What you need to do
Please state how many lines in the records contain the string "body", with no words besides the number.

*** Extracted data Section Begins ***

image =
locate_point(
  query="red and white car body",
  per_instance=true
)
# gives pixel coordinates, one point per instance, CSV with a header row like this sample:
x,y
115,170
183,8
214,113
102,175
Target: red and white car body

*** Extracted data Section Ends ***

Result of the exercise
2